#### DIRECTIONS FOR THIS TASK:
Entries follow. Give back exactly the lines starting at the one containing "Q: innermost point of each instance of the sky, in" and ending at the one containing "Q: innermost point of each instance of the grass field, in", and no other lines.
=-=-=
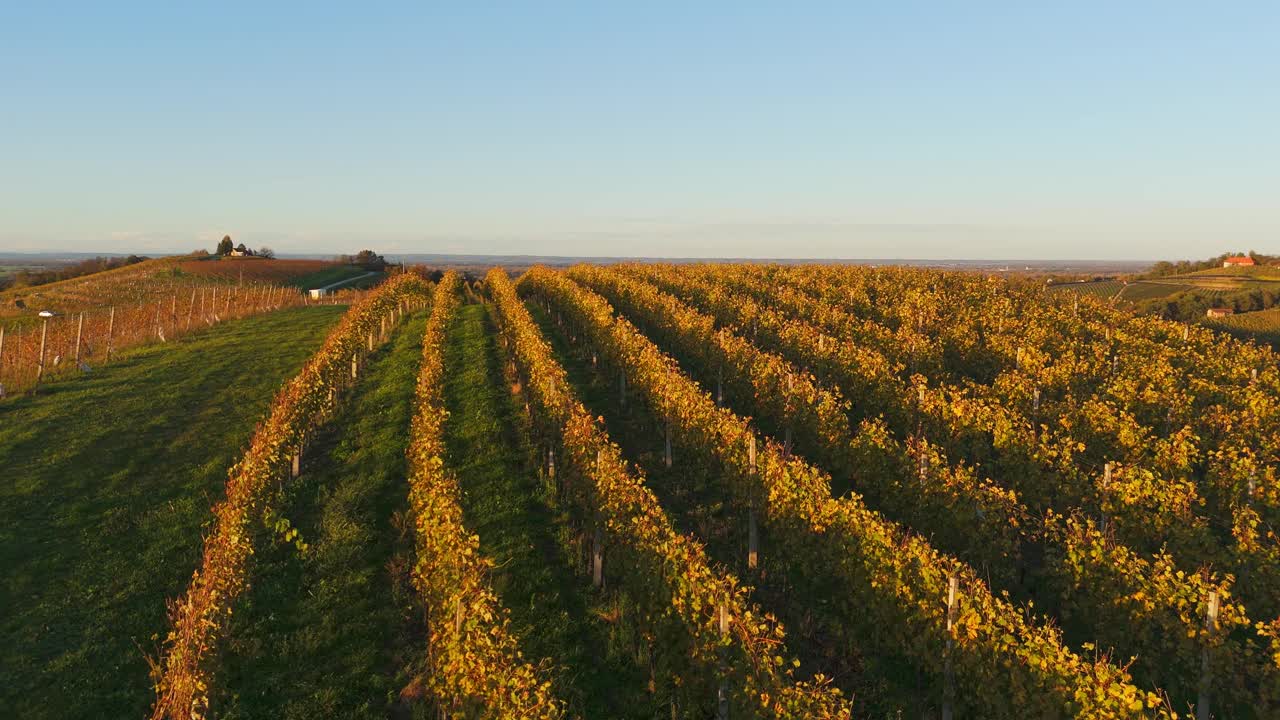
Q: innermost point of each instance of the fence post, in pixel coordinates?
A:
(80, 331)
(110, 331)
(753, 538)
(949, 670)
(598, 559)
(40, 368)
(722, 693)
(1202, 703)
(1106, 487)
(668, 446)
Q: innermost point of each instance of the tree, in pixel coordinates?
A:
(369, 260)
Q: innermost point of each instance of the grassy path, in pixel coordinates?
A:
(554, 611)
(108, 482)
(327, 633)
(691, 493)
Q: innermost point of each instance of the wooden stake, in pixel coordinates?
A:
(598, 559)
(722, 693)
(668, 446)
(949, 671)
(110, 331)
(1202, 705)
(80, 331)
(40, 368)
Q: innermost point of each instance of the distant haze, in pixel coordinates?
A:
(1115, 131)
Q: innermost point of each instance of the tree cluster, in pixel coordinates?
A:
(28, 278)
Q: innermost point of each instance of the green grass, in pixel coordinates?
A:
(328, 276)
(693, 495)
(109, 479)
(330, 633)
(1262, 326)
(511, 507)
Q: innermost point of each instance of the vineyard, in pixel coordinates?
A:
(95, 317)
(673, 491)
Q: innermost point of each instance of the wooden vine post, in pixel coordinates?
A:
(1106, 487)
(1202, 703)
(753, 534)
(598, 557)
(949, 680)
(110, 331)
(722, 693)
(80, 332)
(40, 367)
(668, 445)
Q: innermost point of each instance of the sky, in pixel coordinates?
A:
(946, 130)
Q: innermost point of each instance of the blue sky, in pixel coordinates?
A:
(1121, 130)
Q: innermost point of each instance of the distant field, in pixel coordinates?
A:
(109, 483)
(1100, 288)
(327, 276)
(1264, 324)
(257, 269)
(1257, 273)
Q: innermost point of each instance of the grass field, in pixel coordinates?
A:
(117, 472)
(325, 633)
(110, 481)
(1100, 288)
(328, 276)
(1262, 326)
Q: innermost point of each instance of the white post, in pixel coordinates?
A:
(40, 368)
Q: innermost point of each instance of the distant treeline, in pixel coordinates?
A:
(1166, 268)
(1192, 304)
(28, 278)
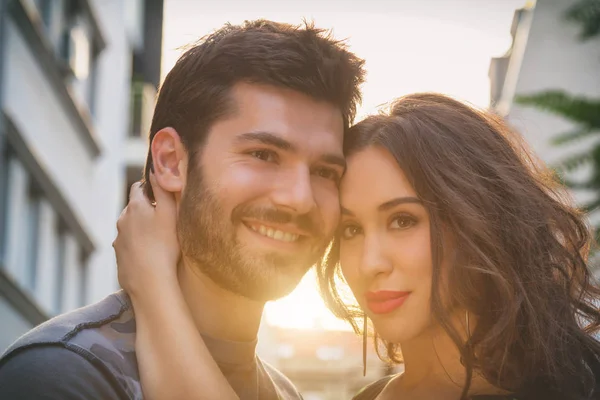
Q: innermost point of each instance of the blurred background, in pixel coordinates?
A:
=-=-=
#### REPLY TO THE TASK:
Q: innermost point of each instance of the sky, in pixel coordinates?
A:
(946, 130)
Q: innermost point of each instance of the blue sky, in pixel coordinates?
A:
(1121, 130)
Q: innermost point of each instance of the distant field, in pixel coordinates?
A:
(109, 483)
(1100, 288)
(327, 276)
(1264, 324)
(257, 269)
(1257, 273)
Q: innermost point of each instance of the grass field, in pixel coordinates?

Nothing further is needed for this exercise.